Work to complete → Every record must be reproduced exactly. Leave none out.
-- The records follows --
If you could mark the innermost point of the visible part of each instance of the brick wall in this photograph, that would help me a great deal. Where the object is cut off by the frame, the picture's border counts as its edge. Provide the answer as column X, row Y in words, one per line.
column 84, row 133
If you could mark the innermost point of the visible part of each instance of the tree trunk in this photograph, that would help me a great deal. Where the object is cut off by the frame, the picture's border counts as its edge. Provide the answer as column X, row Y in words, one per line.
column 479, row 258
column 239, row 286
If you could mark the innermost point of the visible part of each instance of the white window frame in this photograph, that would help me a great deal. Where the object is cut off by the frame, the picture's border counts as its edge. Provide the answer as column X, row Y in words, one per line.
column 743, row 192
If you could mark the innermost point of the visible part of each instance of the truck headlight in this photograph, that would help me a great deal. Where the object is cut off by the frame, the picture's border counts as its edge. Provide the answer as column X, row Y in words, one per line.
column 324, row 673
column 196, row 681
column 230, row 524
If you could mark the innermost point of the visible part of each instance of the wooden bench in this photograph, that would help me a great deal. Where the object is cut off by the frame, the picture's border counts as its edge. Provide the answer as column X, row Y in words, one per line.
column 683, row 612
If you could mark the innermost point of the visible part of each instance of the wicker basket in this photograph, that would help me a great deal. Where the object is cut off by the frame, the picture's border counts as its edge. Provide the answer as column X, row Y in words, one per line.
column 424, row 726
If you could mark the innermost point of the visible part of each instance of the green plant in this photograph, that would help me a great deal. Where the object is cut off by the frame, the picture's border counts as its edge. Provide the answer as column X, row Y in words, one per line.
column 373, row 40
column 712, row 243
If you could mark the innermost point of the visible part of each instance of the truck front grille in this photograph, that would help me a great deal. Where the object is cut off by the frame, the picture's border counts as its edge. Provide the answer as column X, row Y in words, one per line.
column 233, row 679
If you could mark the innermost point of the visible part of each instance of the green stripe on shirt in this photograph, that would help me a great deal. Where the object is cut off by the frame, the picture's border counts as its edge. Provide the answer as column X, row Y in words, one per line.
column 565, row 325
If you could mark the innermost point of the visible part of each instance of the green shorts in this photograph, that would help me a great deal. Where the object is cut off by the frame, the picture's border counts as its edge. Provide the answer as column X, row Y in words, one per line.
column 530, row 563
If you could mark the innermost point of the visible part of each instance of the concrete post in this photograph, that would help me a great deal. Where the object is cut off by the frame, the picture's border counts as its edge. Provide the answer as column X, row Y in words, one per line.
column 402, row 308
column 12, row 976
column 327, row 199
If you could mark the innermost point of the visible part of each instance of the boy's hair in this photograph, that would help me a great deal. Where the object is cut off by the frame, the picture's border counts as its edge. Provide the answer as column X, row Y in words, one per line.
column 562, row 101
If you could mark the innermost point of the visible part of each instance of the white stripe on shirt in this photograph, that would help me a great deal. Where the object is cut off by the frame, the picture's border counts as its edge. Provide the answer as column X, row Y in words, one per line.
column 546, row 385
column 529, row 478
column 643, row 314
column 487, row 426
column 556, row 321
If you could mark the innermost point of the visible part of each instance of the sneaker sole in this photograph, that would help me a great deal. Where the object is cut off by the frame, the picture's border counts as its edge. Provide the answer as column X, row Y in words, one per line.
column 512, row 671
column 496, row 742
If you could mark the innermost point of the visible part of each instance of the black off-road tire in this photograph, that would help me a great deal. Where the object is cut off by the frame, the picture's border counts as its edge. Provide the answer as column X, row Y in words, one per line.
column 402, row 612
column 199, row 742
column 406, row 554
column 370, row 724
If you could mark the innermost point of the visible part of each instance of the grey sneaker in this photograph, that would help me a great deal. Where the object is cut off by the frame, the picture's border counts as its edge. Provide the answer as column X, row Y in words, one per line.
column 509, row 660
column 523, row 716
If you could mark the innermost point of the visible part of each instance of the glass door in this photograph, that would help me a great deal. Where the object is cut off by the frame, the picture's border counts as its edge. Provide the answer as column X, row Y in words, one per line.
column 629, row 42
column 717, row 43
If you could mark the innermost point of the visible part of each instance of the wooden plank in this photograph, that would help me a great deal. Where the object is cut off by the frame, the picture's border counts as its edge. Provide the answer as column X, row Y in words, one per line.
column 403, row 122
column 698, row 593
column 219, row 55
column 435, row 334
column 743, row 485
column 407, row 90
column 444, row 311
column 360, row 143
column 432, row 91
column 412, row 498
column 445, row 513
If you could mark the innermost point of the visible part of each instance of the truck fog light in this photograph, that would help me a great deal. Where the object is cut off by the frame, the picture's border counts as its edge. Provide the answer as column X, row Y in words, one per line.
-- The records concluded --
Your solution →
If you could mark the innermost point of the visible part of each instance of the brick wall in this photograph, that would help me a great deal. Where the object is cut off by the frame, the picture's border counts as its edge. Provide the answer as column X, row Y in words, one per line.
column 84, row 133
If you could mark the innermost point of the visible part of each instance of the tree trunk in this photograph, that would help me a great deal. Where the object is cut off by the frame, the picture's border counts as its edge. Provide the answer as column X, row Y in words, one per line.
column 479, row 258
column 239, row 286
If you could mark the innermost point of the visible part of each instance of the white window frame in this photograph, that would help me a great deal. Where the object is cut off by the frame, the picture's border counts as its edge. Provide the answer as column X, row Y in words, one per line.
column 743, row 192
If you could mark the innermost point of the visible part of each instance of the truck headlight in this photograph, that would help me a great deal. Where the object is cut off by the frame, the picture's border counts as its edge. Provide the answer as column X, row Y in words, one per line.
column 324, row 673
column 196, row 681
column 230, row 524
If you could mark the innermost point of the visible part of each instance of the wooden bench in this photograph, that would help me a great deal. Where the object is cut off by the frame, the picture's border counts as its edge. Provide the answer as column X, row Y in words, one per line.
column 683, row 612
If you could mark the innermost point of the visible part of each instance of the wicker basket in this photograph, that would help me a great deal. Where the object is cut off by the frame, the picture's border counts as its edge. Provide the answer as column X, row Y in words, one per line.
column 424, row 726
If you could mark the innermost point of the visible part of each instance of the green plant in this photograph, that would help me a great deal. Where the object is cut off by the frame, the picture's border counts as its edge. Provide the answer as column X, row Y in words, one per line.
column 373, row 40
column 712, row 243
If you could mark the innermost point of the visible part of each instance of the truck front grille in this photograph, that would help me a great deal. Where the object is cut off by the frame, the picture's border counts as its edge. Provide the answer as column X, row Y in words, one per line.
column 233, row 679
If you could mark the innermost point of the visible part of each instance of the green stripe on shirt in this photograph, that would help me a great deal. Where the object is cut off by the frame, the picture's border counts as its edge. Provide the answer as column X, row Y in words, one per line.
column 565, row 325
If you could mark the innermost point of the visible part of each instance of the green shorts in this photograph, that would help me a great deal. Where the object is cut off by the frame, the picture's border counts as its edge. Provide the answer as column X, row Y in words, one per line.
column 530, row 563
If you could mark the innermost point of the visible part of each instance of the concrete post in this photograph, that would help me a great deal. Where the object is cut off by the frame, the picture's border counts as its edge. Provide the answer as column X, row Y in words, one per line.
column 402, row 308
column 12, row 976
column 327, row 199
If you could mark the innermost point of the visible part of each instance of the boy's hair in this photograph, that would help me a great deal. Where the object is cut off by the frame, the picture's border counts as its edge. Provide the answer as column X, row Y in words, one per line.
column 562, row 101
If you could mark the innermost point of the visible part of each instance of the white stripe on shirt in this photograph, that would help me a great deal. Where the object is cut off by the frame, the picture's border counts as its edge. Provide the answer as column X, row Y in words, one per line.
column 546, row 385
column 529, row 478
column 643, row 314
column 487, row 426
column 556, row 321
If you could mark the innermost point of the visible part of each instance of the sneaker sole in this photograph, that would help me a great deal. Where the object is cut off by the frame, the picture's border counts as its edge. Provide the answer as column X, row Y in words, one per line.
column 512, row 671
column 496, row 742
If you could mark the innermost point of the visible part of each instance of the black off-road tire in this photograph, that would help me a great deal. Where the object is cut off by the frame, the picture's border counts as its edge. Provide the answer as column X, row Y in words, one per line.
column 402, row 612
column 199, row 742
column 406, row 554
column 370, row 724
If you could mark the innermost point of the visible part of each instance of the grey sneaker in this photograph, that would help me a great deal. Where the object is cut off by the frame, the picture's border counts as its edge. Provide the answer as column X, row Y in words, one per line.
column 509, row 660
column 523, row 716
If you could mark the innermost point of the visible part of each instance of the glass door in this photograph, that would help me a great deal. Where the object is cut off by the frame, the picture's border counts as its edge. Provide the answer as column X, row Y in words, one per line.
column 629, row 42
column 717, row 43
If you could mark the innermost point of the visible part of each instance of the wooden plank in this photograph, that would help me a great deal. Where the object is cut off by the frame, the picture's border counts as its edge. Provide the answer as column X, row Y in words, one per line.
column 403, row 122
column 698, row 593
column 219, row 55
column 435, row 334
column 743, row 485
column 407, row 90
column 444, row 311
column 360, row 143
column 432, row 91
column 412, row 498
column 445, row 513
If you could mark the innermost point of the visible part of each instance of the truck fog light in this photograph, that would help me a great deal. Where the object is cut off by the frame, the picture's border counts as its edge. Provide the answer as column X, row Y in words, one per line.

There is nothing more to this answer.